Allen & Gledhill has also advised CLSA Ltd, DBS Bank Ltd and China Securities (International) Corporate Finance Company Ltd as joint lead managers in respect of CITIC Envirotech Ltd’s issue of US$180 million in principal amount of 5.45 percent senior perpetual securities, to be consolidated and forming a single series with the existing US$175 million 5.45 percent senior perpetual securities, under its S$750 million (US$552.4m) multicurrency perpetual securities issuance programme. Partners Margaret Chin and Sunit Chhabra led the transaction.

AZB & Partners is advising IDFC Bank Ltd in respect of its acquisition of 100 percent equity stake of Grama Vidiyal Micro Finance Ltd. Partner Srinath Dasari led the transaction which was signed on 12 July 2016 and is yet to be completed.

AZB & Partners has also advised HWIC Asia Fund (Class Q), a Fairfax group company, in respect of its acquisition of 49.2 percent of Quantum Advisors Private Ltd (QAPL). The transaction involves the indirect acquisition of control over the two wholly-owned subsidiaries of QAPL, namely Quantum Asset Management Company Private Ltd, the asset management company of Quantum Mutual Fund (QMF) and Quantum Trustee Company Private Ltd, the trustee company of QMF, and the acquisition of 100 percent of QIEF Management LLC Mauritius by HWIC Asia from Menlo Oak Venture Investments and additional subscription of shares of QIEF. Partners Ashwin Ramanathan, Bhavi Sanghvi and Rushabh Maniar led the transaction which was completed on 11 July 2016.

Cleary Gottlieb is representing LINE Corp in respect of the pricing of the underwritten SEC-registered IPO, the NYSE and Tokyo Stock Exchange dual listing of LINE Corp’s 35 million shares of common stock in the form of shares or American depositary shares. The global offering consists of an international offering in the US and countries outside of Japan of 22 million shares, deliverable in the form of shares at a price of ¥3,300 (US$31.08) per share or ADSs at a price of US$32.84 per ADS, and a concurrent offering in Japan of 13 million shares at a price of ¥3,300 (US$31.08) per share. In connection with the offering, LINE Corp has granted the underwriters the option to purchase up to 5.25 million additional shares. The ADSs will begin trading on the NYSE on 14 July 2016 and on the Tokyo Stock Exchange on 15 July 2016. Seoul partner Jinduk Han, assisted by New York partners Craig Brod, Jeff Karpf and Meyer Fedida and Washington partner Paul Marquardt, led the transaction.

__DATASET SECTION__.
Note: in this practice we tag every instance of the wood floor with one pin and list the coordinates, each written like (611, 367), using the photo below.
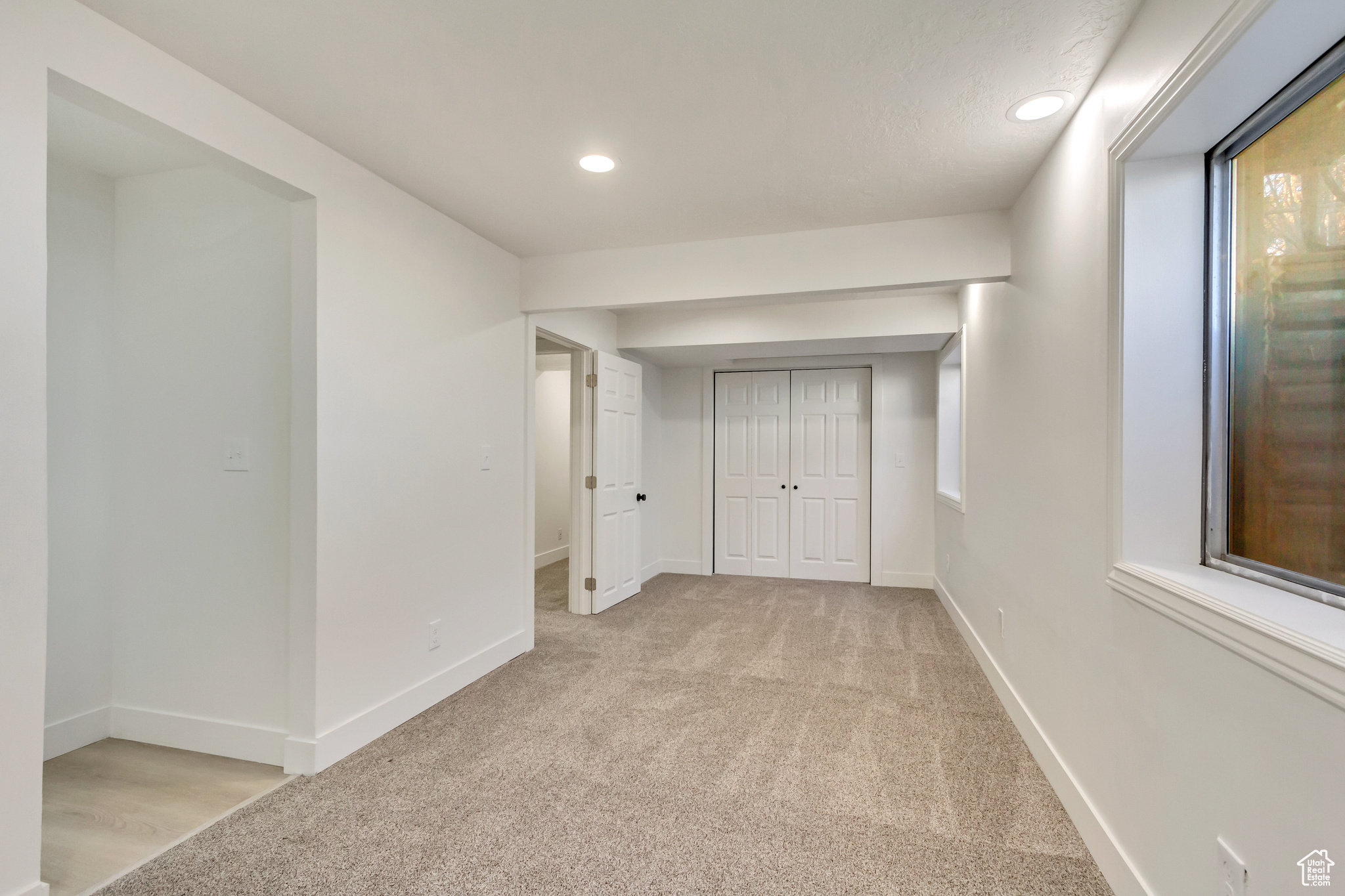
(114, 803)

__LIST OF TASKS__.
1) Update the stretch of the deals roundup from "Allen & Gledhill" through "to be completed." by replacing "joint lead managers" with "joint bookrunners".
2) Which law firms does the deals roundup name as advising or representing clients?
3) Resume the deals roundup after its final sentence.

__WRITTEN RESPONSES__.
1)
Allen & Gledhill has also advised CLSA Ltd, DBS Bank Ltd and China Securities (International) Corporate Finance Company Ltd as joint bookrunners in respect of CITIC Envirotech Ltd’s issue of US$180 million in principal amount of 5.45 percent senior perpetual securities, to be consolidated and forming a single series with the existing US$175 million 5.45 percent senior perpetual securities, under its S$750 million (US$552.4m) multicurrency perpetual securities issuance programme. Partners Margaret Chin and Sunit Chhabra led the transaction.

AZB & Partners is advising IDFC Bank Ltd in respect of its acquisition of 100 percent equity stake of Grama Vidiyal Micro Finance Ltd. Partner Srinath Dasari led the transaction which was signed on 12 July 2016 and is yet to be completed.

2) Allen & Gledhill, AZB & Partners, Cleary Gottlieb

3)
Clifford Chance has advised EDF Energies Nouvelles, a subsidiary of EDF Group dedicated to renewable energy, in respect of its acquisition of a majority stake in UPC Asia Wind Management (UPC AWM) which develops and builds wind projects in China. Following the acquisition, EDF Energies Nouvelles will own an 80 percent stake in the UPC AWM holding company, based in Hong Kong. Its partners UPC China and US-based investment fund Global Environment Fund remain shareholders with a 20 percent share of the company. The EDF Group is the world’s biggest electricity generator and covers every sector of expertise, from generation to trading and transmission grids. The company has been present in China for more than 30 years. Shanghai partner Kelly Gregory led the transaction.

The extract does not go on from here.